ЗАДАНИЕ 1:
Перепишите без изменений фрагмент текста о жизни и смерти от «Христианское понимание смысла» до «тоже есть личность.».
ЗАДАНИЕ 2:
Продолжите текст о жизни и смерти, начав сразу после его последнего предложения.

ДОКУМЕНТ:

▼

Проблема жизни и смерти на протяжении многовековой мировой истории человечества волновала и приковывала к себе внимание выдающихся мыслителей, которые пытались понять и постигнуть тайну человеческого бытия, дать ответ на извечные вопросы: что такое жизнь и смерть? Каждая историческая эпоха, вырабатывая определенную систему философских ценностей и традиций, в которой прослеживается отношение к вопросу жизни и смерти, апеллирует прежде всего к разуму человека, используя в этом поиске весь предшествующий опыт человечества.
В философии смерть человека раскрывается не столько как природный, сколько как социальный феномен. Учитывая многоплановость и многоаспектность проблемы жизни и смерти, рассмотрим лишь ее некоторые фрагменты из истории мировой философской мысли. Непосредственную причастность философии к осмыслению данной проблемы отмечали Пифагор, Сократ, Платон, Аристотель, Эпикур, Л. Кар, Л. Сенека, Марк Аврелий, Блаженный Августин, М. Монтень, Б. Паскаль, А. Шопенгауэр, Ф. Ницше, Л.Н. Толстой, З. Фрейд, К. Юнг, М. Хайдеггер, Э. Фромм и другие. А. Шопенгауэр утверждал, что «люди не стали бы философствовать, если не было бы смерти».
В истории философской и социальной мысли проблема жизни и смерти не рассматривалась однозначно и менялась от эпохи к эпохе. В одних философских теориях смерть видится как зло, поскольку отнимает у человека жизнь, величайшая трагедия человечества. Страх смерти всегда преследует людей. В других философских учениях страх смерти в основном отсутствует. Смерть не вызывает у людей паники и даже представляется высшим благом. Такое отношение к смерти объясняется тем, что индивидуальное бытие еще не выделяется из родоплеменного, коллективного. Так, в древних культурах (египетской, вавилонской, индийской, китайской, греческой) смерть не рассматривалась как личная трагедия. Смерть — это завершение земного или одного телесного цикла, она не выступает как неминуемое зло, не противопоставляется жизни. Смерть и жизнь равноценны. Смерть, как и жизнь, — только один шаг в нашем непрерывном развитии. Смерть выступает счастьем для умирающего человека, освобождением от страданий.
Христианское понимание смысла смерти также исходит из ветхозаветного положения «день смерти лучше дня рождения» и новозаветной заповеди Христа «я имею ключи от ада и смерти». Богочеловеческая сущность христианства проявляется в том, что бессмертие личности как целостного существа мыслимо только через воскресение. Путь к нему открыт искупительной жертвой Христа через крест и воскресение. Это сфера тайны и чуда, ибо человек выводится из сферы действия природно-космических сил и стихий и ставится как личность лицом к лицу с Богом, который тоже есть личность.

▲

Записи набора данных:
▼

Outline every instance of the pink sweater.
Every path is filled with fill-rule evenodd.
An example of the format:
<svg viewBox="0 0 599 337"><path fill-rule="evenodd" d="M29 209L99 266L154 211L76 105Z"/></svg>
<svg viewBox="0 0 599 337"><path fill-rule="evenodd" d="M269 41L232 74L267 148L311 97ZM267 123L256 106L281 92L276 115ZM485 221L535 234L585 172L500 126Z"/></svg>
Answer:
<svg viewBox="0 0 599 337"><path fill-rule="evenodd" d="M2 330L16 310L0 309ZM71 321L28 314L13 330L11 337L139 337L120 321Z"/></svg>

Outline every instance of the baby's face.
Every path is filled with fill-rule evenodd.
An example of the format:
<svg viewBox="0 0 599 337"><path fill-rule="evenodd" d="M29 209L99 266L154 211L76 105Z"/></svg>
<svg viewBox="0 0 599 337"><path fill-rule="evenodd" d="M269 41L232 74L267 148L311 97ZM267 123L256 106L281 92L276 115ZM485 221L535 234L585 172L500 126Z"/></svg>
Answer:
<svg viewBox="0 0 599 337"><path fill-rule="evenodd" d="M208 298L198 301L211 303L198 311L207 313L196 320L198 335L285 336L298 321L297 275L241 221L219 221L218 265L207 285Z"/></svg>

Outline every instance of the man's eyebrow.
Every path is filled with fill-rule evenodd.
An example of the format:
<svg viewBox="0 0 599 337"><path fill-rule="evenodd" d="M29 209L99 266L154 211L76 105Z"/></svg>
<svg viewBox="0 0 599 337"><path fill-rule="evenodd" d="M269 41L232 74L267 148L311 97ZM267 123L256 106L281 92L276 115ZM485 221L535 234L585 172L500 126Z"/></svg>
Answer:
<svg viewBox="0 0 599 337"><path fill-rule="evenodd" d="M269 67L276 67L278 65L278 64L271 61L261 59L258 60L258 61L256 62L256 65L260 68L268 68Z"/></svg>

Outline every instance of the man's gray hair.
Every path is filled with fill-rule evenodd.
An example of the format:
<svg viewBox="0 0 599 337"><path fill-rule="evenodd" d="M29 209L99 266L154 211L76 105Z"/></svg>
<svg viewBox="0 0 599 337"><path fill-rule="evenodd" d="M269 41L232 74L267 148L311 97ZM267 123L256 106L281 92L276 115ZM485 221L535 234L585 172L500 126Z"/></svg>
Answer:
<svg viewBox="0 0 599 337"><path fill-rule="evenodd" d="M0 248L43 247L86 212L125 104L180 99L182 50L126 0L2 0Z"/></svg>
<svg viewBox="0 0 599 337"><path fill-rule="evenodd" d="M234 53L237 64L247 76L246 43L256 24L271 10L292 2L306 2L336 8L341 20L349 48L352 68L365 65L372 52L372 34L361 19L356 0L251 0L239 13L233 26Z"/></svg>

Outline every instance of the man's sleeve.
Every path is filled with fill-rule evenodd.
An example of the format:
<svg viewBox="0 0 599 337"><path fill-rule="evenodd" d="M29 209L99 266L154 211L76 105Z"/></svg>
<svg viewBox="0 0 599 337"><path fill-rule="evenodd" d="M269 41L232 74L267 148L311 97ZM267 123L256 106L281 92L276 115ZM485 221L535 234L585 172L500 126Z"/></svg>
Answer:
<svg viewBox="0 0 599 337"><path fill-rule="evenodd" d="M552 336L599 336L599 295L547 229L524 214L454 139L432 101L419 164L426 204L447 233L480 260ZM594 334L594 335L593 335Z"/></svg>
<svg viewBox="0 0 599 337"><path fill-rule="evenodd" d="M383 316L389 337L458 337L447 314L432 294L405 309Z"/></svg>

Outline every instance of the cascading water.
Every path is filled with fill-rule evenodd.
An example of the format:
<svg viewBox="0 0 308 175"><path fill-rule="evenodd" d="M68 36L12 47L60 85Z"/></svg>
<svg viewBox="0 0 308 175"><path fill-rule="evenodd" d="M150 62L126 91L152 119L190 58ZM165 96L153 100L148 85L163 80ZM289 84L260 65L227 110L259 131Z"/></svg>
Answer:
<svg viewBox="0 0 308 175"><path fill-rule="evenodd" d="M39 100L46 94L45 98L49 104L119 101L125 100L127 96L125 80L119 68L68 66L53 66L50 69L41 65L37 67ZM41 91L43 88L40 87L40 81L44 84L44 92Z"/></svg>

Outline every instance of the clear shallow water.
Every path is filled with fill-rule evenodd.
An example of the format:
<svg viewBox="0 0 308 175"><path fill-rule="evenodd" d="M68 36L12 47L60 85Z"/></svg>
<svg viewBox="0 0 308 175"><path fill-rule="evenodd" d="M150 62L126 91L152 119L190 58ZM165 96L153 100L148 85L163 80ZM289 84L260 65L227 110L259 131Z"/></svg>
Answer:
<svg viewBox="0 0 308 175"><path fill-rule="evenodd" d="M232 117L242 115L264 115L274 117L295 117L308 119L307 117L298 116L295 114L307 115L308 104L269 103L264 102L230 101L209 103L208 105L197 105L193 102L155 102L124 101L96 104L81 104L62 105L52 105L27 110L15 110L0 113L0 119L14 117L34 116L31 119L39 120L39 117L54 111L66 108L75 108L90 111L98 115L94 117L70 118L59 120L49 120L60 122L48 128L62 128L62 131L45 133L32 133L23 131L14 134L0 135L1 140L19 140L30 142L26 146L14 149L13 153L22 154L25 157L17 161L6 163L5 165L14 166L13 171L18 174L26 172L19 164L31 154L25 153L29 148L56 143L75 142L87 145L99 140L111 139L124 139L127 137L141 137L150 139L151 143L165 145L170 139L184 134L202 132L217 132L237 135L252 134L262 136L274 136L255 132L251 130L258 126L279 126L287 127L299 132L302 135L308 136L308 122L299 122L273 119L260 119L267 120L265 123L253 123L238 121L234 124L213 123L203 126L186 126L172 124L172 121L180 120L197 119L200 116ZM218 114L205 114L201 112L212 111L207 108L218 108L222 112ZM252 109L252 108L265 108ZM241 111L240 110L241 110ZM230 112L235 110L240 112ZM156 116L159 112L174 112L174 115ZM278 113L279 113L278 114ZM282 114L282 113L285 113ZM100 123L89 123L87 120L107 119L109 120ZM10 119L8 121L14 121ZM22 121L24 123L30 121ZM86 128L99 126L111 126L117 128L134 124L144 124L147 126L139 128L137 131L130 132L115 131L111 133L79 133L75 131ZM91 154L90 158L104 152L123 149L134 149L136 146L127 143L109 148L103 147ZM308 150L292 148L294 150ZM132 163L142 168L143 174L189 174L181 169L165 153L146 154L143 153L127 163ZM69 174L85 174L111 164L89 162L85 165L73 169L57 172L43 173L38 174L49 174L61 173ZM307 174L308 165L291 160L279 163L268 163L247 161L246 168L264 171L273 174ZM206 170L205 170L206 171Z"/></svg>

▲

ОТВЕТ 1:
Христианское понимание смысла смерти также исходит из ветхозаветного положения «день смерти лучше дня рождения» и новозаветной заповеди Христа «я имею ключи от ада и смерти». Богочеловеческая сущность христианства проявляется в том, что бессмертие личности как целостного существа мыслимо только через воскресение. Путь к нему открыт искупительной жертвой Христа через крест и воскресение. Это сфера тайны и чуда, ибо человек выводится из сферы действия природно-космических сил и стихий и ставится как личность лицом к лицу с Богом, который тоже есть личность.

ОТВЕТ 2:
Таким образом, целью жизни человека является обожение, движение к жизни вечной. Без осознания этого земная жизнь превращается в сон, пустую и праздную мечту, мыльный пузырь. В сущности, она есть только приготовление к жизни вечной, которая не за горами для каждого. Поэтому и сказано в Евангелии: «Будьте готовы: ибо, в который час не думаете, придет сын Человеческий». Чтобы жизнь не превратилась «в пустую и глупую шутку», необходимо всегда помнить о смертном часе. Это не трагедия, а переход в мир иной, где уже обитают мириады душ, добрых и злых, и где каждая новая входит на радость или муку. По образному выражению одного из нравственных иерархов: «Умирающий человек — заходящее светило, заря которого уже блещет над другим миром». Смерть разрушает не тело, а тленность его, и поэтому она не конец, а начало жизни вечной.
Вспомним образ Агасфера, Вечного Жида, который был наказан Христом за то, что, когда изнемогающий под тяжестью креста Иисус шел на Голгофу и захотел отдохнуть, стоявший среди других Агасфер сказал: «Иди, иди», за что и был покаран — ему навсегда было отказано в покое могилы. Из века в век обречен он скитаться по миру, дожидаясь второго пришествия Христа, который один может лишить его постылого бессмертия. Ему нет покоя, он ищет смерти, но она ему недоступна. И в этом его трагедия. В бессмертии Агасфера — смысл Божьего наказания.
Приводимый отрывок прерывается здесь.